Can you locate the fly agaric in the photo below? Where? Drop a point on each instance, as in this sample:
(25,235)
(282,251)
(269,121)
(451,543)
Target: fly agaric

» Goal of the exercise: Set down the whole listing again, exactly as it was given.

» Task answer:
Can you locate the fly agaric in the photo below? Where? Drop a point on each instance, as in this sample:
(25,235)
(282,251)
(269,121)
(451,543)
Target: fly agaric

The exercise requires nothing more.